● SUPPLIED RECORDS
>>>>>

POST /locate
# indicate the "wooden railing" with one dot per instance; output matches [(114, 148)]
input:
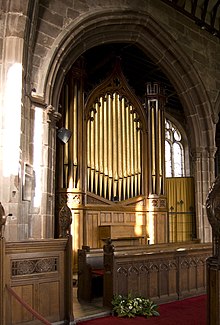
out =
[(160, 272)]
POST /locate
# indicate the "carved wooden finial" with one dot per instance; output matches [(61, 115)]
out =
[(213, 213), (2, 220), (65, 220)]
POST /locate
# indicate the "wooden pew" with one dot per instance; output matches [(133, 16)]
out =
[(90, 273), (165, 272)]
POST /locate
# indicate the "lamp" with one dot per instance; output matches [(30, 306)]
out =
[(64, 134)]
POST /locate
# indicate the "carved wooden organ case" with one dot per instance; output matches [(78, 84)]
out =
[(111, 171)]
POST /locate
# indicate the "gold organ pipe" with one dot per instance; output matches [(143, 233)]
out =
[(65, 158), (124, 157), (139, 157), (162, 152), (153, 162), (75, 128), (135, 155), (128, 148), (89, 155), (115, 142), (110, 135), (96, 145), (120, 174), (92, 140), (105, 141), (70, 142), (132, 149), (160, 173), (101, 146)]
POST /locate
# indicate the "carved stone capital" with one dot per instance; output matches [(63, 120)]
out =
[(52, 115)]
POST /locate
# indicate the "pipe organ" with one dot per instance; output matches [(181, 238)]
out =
[(114, 159), (156, 140), (111, 171)]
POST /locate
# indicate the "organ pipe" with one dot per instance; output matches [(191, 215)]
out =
[(114, 148), (156, 126)]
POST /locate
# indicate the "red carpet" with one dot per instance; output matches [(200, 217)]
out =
[(190, 311)]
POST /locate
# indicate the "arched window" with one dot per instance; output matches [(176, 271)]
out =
[(174, 151)]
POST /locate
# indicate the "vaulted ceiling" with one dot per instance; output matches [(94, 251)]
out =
[(137, 68), (205, 13)]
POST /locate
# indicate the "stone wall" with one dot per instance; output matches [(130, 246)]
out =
[(46, 37)]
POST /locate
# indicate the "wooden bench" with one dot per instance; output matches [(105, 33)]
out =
[(165, 272), (91, 267), (90, 273)]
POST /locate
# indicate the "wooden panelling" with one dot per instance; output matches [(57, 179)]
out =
[(159, 272), (19, 315), (39, 273)]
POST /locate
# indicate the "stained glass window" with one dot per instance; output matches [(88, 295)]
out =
[(174, 151)]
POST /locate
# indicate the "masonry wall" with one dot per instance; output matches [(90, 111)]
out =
[(31, 33)]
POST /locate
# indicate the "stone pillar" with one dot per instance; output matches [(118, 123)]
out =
[(203, 164), (157, 214), (213, 263), (41, 217), (2, 265)]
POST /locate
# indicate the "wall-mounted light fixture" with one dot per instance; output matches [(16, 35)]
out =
[(64, 134)]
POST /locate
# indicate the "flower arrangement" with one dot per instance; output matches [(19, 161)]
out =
[(134, 306)]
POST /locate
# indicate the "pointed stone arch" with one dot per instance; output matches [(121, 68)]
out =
[(107, 26)]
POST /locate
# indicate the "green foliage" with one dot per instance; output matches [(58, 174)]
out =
[(134, 306)]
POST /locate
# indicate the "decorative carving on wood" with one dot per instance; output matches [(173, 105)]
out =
[(2, 220), (65, 220), (31, 266), (213, 213)]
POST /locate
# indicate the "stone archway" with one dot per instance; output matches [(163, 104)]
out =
[(106, 27)]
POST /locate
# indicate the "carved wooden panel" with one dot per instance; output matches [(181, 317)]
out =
[(163, 275), (92, 231), (36, 272)]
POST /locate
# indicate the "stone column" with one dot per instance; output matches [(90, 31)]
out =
[(203, 164), (213, 263), (41, 216)]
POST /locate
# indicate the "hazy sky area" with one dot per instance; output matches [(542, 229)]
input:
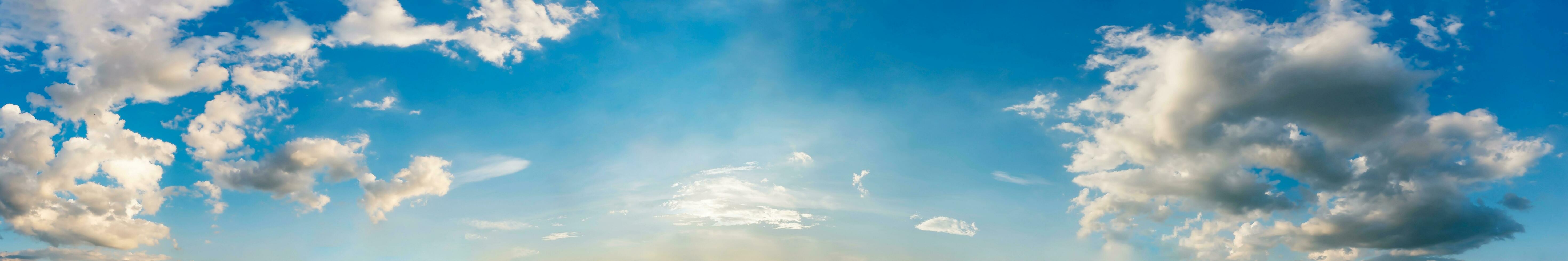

<<<<<

● OBJECTIVE
Convert every line of the records above into a numbered list, omitting any blank lines. Leave the pictures out of the list.

● SOLUTION TO THE PROBLEM
1. POST /locate
2. # indicate the "wooden railing" with one dot per instance; output matches [(114, 148)]
3. input:
4. out =
5. [(160, 272)]
6. POST /locate
7. # indicate the "carved wooden finial" with one dot per instance; output matches [(61, 115)]
8. out =
9. [(213, 213), (2, 220), (65, 220)]
10. POST /locate
11. # indicate the "wooden pew" with one dot per instance; output matches [(133, 16)]
12. out =
13. [(90, 273), (165, 272)]
14. POST /locate
15. # indicate the "lamp" with one dot per instance; output matches [(30, 306)]
16. out =
17. [(64, 134)]
18. POST /locate
19. # indicate the "carved wooden organ case" with one dot per instance; output matches [(78, 84)]
20. out =
21. [(111, 171)]
22. POST /locate
23. # indicate the "gold organ pipe" with one dot per instance; output matches [(143, 233)]
24. out =
25. [(65, 158), (124, 157), (139, 157), (162, 152), (153, 162), (75, 128), (135, 155), (128, 148), (89, 155), (115, 142), (110, 135), (96, 145), (120, 174), (92, 140), (105, 141), (70, 142), (132, 149), (160, 173), (101, 146)]
26. POST /locate
27. # indicate the "carved stone capital" with one dot per instance; output matches [(63, 120)]
28. out =
29. [(52, 115)]
30. POST /locate
31. # indicate the "pipe organ" with one dot per instance; output matches [(181, 238)]
32. out =
33. [(114, 159), (156, 140), (111, 171)]
34. POST /locate
35. # indicate the "organ pipe" with one dot per instance; output matches [(191, 215)]
36. out =
37. [(114, 148), (156, 126)]
38. POST /locate
39. # indicate the "red carpet" with one dot per instance; output matches [(200, 217)]
40. out =
41. [(190, 311)]
42. POST /locate
43. # indicate the "arched window" with one dot per instance; output matches [(176, 271)]
44. out =
45. [(174, 151)]
46. POST /locate
47. # indicate the "vaulted ceiling" with one dot per instance; output matches [(94, 251)]
48. out =
49. [(137, 68), (205, 13)]
50. POST /locate
51. # indicate the "stone wall" with one dot per instance; output matches [(130, 246)]
52. out =
53. [(46, 37)]
54. POST /locate
55. # indicate the "wooden bench" with one dot per instance; output matches [(105, 33)]
56. out =
57. [(165, 272), (91, 267), (90, 273)]
58. POST /locate
59. # indicate the "wooden panelling" with one dot per instance; output matches [(57, 179)]
60. out =
61. [(159, 272), (19, 315), (39, 273)]
62. POST /locate
63. # indicate the "stained glass window" with one dot per instance; output matches [(88, 295)]
64. out =
65. [(174, 151)]
66. POST /locate
67. # indicate the "masonry wall" with one dot per instance; output matches [(90, 111)]
68. out =
69. [(31, 33)]
70. POST /locate
71. # indicate the "stone pillar" with one dot per instance; output matches [(118, 123)]
72. out =
73. [(203, 164), (157, 214), (213, 263), (41, 217), (2, 265)]
74. POST /locate
75. # indicate the "wall-mounted light fixture" with one dot per instance; output matches [(16, 35)]
76. out =
77. [(64, 134)]
78. POST /locate
79. # indicate the "flower arrangement" with one dot per instance; output matches [(19, 161)]
80. out =
81. [(134, 306)]
82. POST /locate
83. # indicate the "pointed stone arch" with one dot per instance; output matches [(121, 68)]
84. out =
85. [(107, 26)]
86. POST /locate
87. # indicate the "green foliage" with one dot per instance; output matches [(58, 174)]
88. out =
89. [(134, 306)]
90. POST /locate
91. # indicate the "decorative carving on wood" with one dot per instance; output matches [(173, 105)]
92. out =
93. [(2, 220), (65, 220), (31, 266), (213, 213)]
94. POST /locate
95. # indicate the "stone archway" with one dot per instance; output matches [(163, 104)]
96. out =
97. [(106, 27)]
98. POST /locate
99. # indicate the "carved wooden panel" with one dot per instance; output matches [(181, 317)]
100. out =
101. [(163, 275), (92, 231), (36, 272)]
102. POST /locate
103. # indicate the "stone column" with one dot per instance; output matches [(90, 31)]
104. out =
105. [(203, 164), (213, 263), (41, 216)]
106. POST /locate
107. # indicate the "hazy sky area" with one dot per instance; output matches [(542, 229)]
108. input:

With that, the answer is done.